Exercise material ::
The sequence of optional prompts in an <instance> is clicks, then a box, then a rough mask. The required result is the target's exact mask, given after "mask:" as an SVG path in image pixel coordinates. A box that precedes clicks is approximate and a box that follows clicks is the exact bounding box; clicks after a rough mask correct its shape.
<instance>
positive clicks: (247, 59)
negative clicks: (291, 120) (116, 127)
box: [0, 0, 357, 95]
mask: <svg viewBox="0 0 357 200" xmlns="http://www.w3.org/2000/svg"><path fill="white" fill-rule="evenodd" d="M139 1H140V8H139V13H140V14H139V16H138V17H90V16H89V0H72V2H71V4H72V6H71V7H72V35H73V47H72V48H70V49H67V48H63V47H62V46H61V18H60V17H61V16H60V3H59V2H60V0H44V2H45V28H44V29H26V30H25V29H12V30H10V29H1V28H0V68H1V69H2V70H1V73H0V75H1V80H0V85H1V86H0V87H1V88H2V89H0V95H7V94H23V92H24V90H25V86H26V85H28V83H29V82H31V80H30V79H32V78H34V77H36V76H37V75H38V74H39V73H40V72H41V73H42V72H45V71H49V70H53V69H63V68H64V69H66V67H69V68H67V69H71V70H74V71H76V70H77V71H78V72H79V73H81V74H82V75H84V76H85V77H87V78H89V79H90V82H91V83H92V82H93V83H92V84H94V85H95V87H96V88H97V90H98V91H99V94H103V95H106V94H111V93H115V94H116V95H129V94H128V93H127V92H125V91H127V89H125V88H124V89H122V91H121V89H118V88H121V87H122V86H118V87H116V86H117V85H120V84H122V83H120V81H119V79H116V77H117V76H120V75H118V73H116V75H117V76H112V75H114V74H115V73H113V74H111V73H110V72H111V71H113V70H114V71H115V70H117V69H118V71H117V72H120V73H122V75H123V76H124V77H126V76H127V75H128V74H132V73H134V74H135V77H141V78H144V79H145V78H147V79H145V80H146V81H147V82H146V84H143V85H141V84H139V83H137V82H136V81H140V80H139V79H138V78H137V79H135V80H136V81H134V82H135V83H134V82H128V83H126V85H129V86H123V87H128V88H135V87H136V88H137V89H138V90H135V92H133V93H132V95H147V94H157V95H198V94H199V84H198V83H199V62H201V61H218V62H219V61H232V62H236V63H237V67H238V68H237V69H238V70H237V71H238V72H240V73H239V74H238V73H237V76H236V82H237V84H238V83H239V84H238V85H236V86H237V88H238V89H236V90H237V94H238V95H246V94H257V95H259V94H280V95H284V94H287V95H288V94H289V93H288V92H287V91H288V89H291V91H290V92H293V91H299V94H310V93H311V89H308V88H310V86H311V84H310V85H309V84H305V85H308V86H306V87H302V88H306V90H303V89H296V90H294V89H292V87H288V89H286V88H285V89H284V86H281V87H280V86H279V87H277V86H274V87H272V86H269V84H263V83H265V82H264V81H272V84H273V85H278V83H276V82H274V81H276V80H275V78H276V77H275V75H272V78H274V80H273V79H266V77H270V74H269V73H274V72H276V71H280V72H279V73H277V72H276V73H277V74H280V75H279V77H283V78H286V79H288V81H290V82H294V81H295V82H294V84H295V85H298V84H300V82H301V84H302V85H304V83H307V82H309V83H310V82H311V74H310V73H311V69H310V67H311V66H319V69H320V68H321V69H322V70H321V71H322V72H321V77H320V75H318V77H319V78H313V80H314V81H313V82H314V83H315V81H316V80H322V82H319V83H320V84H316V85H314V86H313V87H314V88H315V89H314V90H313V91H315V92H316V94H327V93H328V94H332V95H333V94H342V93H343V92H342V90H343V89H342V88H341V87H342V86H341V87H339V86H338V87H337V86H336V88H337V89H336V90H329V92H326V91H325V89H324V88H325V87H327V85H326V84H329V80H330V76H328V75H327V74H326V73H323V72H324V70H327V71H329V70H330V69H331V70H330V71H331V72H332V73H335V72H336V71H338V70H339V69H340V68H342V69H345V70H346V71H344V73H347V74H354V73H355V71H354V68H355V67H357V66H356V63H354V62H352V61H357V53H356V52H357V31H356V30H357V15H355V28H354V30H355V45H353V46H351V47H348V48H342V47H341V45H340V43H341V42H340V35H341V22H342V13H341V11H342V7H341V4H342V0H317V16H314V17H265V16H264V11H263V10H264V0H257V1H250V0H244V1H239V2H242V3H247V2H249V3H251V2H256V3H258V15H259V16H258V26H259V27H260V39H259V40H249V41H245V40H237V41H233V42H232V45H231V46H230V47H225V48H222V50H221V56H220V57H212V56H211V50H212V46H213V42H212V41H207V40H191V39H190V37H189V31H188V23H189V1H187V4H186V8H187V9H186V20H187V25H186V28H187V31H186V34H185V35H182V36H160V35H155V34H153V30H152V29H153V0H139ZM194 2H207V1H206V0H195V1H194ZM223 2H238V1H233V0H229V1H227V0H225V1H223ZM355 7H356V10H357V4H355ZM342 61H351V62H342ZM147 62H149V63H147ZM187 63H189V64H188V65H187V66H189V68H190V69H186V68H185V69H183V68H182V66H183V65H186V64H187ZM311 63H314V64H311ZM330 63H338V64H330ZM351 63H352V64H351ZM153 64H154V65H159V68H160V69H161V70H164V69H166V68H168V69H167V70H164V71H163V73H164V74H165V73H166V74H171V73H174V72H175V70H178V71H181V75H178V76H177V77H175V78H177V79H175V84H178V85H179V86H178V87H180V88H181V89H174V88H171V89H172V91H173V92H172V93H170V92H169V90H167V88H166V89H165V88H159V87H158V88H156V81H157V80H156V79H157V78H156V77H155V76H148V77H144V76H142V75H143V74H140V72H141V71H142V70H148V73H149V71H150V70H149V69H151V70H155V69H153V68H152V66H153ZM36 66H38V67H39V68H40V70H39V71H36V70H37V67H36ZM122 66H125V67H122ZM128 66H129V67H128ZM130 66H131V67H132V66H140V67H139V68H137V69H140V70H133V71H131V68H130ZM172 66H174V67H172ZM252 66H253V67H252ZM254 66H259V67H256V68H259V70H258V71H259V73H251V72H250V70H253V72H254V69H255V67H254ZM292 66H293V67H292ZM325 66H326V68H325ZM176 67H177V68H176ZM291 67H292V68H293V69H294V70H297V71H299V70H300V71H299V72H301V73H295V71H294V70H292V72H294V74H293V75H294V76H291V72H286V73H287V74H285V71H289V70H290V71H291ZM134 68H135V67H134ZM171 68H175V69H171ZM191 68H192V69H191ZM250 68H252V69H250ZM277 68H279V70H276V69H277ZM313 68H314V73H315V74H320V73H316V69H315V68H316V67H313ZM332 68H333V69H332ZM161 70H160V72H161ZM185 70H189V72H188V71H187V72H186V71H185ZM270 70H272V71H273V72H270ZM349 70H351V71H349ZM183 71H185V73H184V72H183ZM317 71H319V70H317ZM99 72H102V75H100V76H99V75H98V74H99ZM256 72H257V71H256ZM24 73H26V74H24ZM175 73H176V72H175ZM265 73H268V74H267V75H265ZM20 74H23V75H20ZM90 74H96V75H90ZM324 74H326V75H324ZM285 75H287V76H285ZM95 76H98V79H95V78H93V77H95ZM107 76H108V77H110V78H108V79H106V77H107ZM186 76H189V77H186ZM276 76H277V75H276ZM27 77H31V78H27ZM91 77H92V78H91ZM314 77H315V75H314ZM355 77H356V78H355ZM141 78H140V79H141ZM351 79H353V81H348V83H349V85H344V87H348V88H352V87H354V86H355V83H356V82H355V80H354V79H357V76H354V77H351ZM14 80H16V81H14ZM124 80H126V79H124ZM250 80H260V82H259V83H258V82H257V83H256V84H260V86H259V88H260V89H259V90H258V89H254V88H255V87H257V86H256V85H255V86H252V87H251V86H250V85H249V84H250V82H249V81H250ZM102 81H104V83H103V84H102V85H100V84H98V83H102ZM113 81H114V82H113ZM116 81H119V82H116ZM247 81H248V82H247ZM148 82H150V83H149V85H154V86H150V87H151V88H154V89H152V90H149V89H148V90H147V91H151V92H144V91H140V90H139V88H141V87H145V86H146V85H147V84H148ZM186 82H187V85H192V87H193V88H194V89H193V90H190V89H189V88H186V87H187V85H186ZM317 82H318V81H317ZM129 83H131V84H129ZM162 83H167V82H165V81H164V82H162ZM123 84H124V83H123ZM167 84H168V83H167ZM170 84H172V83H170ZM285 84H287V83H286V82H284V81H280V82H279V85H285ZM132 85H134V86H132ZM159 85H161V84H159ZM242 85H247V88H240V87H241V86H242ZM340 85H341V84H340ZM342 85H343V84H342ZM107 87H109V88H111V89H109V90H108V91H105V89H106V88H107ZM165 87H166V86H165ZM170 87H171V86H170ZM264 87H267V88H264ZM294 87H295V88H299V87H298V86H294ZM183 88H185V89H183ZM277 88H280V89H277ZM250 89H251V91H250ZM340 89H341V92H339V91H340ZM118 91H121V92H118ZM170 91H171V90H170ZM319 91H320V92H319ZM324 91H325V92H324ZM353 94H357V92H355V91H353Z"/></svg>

Prompt :: For every line of the data above that contains "clicks", copy that line.

Task solution ::
The sequence of optional prompts in an <instance> is clicks, then a box, then a rough mask. The required result is the target's exact mask, given after "mask:" as an SVG path in image pixel coordinates. A box that precedes clicks is approximate and a box that follows clicks is the exact bounding box; clicks after a rough mask correct its shape.
positive clicks: (247, 59)
negative clicks: (291, 120) (116, 127)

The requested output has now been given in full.